Give back an exact copy of the lines in the records below, from the line that has "Scan for road marking." through the line that has "Scan for man's dark jacket.", and nothing besides.
%%
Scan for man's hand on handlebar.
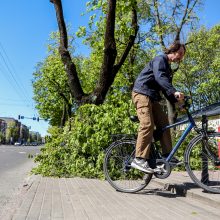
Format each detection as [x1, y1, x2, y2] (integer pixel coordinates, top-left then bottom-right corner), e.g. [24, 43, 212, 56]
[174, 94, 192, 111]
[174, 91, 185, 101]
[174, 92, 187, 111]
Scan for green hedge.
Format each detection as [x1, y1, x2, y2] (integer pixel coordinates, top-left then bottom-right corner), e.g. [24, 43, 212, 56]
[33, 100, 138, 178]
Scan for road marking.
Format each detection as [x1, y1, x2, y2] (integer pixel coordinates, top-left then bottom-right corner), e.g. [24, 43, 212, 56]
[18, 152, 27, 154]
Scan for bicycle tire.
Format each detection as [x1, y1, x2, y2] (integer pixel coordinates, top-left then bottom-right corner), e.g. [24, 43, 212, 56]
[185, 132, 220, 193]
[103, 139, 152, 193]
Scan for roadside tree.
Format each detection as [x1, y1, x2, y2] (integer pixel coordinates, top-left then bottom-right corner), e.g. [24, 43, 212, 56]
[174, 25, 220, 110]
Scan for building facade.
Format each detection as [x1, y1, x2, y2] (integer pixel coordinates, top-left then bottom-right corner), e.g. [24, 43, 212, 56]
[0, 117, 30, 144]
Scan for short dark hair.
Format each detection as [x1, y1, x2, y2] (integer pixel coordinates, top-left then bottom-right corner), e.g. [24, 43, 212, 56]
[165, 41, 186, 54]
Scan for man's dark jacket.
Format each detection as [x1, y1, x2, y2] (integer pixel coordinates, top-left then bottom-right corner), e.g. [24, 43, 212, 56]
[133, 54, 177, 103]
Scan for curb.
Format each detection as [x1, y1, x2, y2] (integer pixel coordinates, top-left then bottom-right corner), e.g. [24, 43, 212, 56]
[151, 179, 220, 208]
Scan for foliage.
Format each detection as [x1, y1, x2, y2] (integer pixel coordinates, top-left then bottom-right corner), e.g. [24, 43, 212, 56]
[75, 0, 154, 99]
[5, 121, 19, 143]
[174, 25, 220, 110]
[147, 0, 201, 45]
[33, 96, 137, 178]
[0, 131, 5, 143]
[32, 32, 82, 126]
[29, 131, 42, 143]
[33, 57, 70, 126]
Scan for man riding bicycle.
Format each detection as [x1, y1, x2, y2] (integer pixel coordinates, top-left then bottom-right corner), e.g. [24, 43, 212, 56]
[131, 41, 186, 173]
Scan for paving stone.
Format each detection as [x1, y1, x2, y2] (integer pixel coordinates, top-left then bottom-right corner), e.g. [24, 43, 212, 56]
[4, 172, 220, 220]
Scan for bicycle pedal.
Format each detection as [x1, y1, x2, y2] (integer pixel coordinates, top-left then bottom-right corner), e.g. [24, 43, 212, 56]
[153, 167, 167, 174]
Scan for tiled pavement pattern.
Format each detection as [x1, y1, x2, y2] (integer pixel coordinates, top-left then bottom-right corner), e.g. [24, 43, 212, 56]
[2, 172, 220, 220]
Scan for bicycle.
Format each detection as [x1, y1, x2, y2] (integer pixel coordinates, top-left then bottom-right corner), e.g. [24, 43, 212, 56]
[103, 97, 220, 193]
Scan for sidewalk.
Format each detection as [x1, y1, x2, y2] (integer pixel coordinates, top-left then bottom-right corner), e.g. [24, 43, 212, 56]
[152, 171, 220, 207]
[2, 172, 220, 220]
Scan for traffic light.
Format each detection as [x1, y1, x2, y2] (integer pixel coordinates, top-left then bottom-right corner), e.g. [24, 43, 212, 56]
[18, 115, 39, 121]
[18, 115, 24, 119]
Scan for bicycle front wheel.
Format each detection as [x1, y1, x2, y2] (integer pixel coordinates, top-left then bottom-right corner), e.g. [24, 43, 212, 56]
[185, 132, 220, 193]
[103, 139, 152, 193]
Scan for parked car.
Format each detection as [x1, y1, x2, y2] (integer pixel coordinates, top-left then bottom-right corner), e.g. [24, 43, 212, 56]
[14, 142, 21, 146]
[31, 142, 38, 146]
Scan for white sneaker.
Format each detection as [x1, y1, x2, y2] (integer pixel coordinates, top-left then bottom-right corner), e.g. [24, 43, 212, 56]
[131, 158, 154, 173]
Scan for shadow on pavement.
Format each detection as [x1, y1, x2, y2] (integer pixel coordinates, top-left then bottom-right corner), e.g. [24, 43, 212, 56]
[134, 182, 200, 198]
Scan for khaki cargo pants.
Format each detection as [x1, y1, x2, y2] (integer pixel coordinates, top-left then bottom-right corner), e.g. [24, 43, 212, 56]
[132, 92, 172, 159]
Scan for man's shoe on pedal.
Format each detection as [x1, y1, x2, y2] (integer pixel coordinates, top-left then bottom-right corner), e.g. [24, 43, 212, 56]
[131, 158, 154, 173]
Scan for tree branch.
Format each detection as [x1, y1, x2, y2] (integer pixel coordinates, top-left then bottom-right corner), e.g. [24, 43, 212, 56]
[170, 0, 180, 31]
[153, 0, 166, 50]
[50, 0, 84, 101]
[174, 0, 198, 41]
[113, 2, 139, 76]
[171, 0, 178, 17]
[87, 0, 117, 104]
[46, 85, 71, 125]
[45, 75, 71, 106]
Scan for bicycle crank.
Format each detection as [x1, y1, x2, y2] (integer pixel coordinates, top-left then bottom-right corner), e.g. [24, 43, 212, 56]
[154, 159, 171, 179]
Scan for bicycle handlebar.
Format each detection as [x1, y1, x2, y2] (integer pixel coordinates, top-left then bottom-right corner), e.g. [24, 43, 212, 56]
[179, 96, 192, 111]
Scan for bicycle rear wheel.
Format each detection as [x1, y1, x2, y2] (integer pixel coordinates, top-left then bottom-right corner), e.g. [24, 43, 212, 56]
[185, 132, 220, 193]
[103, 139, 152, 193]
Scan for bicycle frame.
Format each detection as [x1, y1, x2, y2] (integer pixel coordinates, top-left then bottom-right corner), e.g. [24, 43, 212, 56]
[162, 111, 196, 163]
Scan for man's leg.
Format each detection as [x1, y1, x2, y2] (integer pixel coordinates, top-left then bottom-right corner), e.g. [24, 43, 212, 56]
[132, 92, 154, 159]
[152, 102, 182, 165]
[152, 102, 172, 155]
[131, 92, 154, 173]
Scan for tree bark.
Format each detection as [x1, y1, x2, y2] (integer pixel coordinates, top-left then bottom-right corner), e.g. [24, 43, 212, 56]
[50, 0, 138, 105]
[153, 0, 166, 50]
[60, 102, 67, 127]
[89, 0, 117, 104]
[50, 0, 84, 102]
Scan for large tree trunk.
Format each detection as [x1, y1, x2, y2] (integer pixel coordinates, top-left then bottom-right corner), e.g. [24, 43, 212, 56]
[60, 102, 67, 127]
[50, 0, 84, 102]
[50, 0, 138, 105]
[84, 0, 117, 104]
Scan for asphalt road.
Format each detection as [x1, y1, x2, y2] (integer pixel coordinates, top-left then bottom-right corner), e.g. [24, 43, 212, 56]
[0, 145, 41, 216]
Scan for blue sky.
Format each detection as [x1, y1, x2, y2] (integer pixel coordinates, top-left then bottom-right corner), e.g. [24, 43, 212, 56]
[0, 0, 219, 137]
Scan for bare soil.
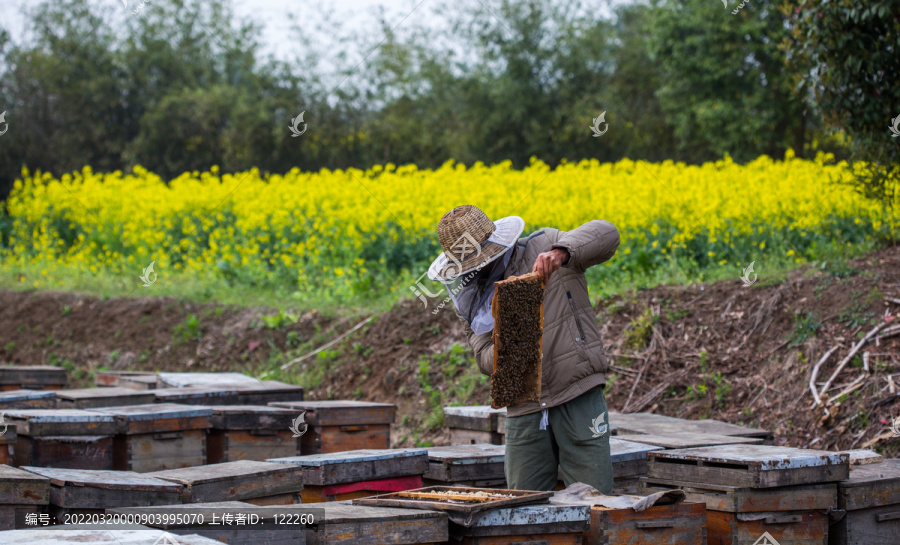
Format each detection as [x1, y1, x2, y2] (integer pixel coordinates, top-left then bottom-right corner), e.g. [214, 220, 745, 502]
%%
#### [RESPONSE AREA]
Scan for road marking.
Format each detection as [x1, y1, x2, y2] (integer pixel coordinates, top-left then bottom-right corner), e.g. [24, 43, 212, 56]
[18, 152, 27, 154]
Scan for bicycle tire.
Format each detection as [x1, y1, x2, y2] (integer pixel coordinates, top-left then bottom-right corner), e.g. [24, 43, 212, 56]
[185, 132, 220, 193]
[103, 139, 152, 193]
Scan for roadside tree.
Format each detection as [x1, y1, x2, y2] (integer pixel coordinates, top-left then bottom-right corner), e.g. [24, 43, 212, 56]
[174, 25, 220, 110]
Scan for building facade.
Format each detection as [x1, y1, x2, y2] (integer pixel coordinates, top-left then bottom-right corner), e.g. [24, 43, 212, 56]
[0, 117, 30, 144]
Scan for short dark hair.
Format each detection as [x1, y1, x2, y2] (integer pixel coordinates, top-left then bottom-right corner), e.g. [24, 43, 212, 56]
[165, 41, 186, 54]
Scan for man's dark jacket.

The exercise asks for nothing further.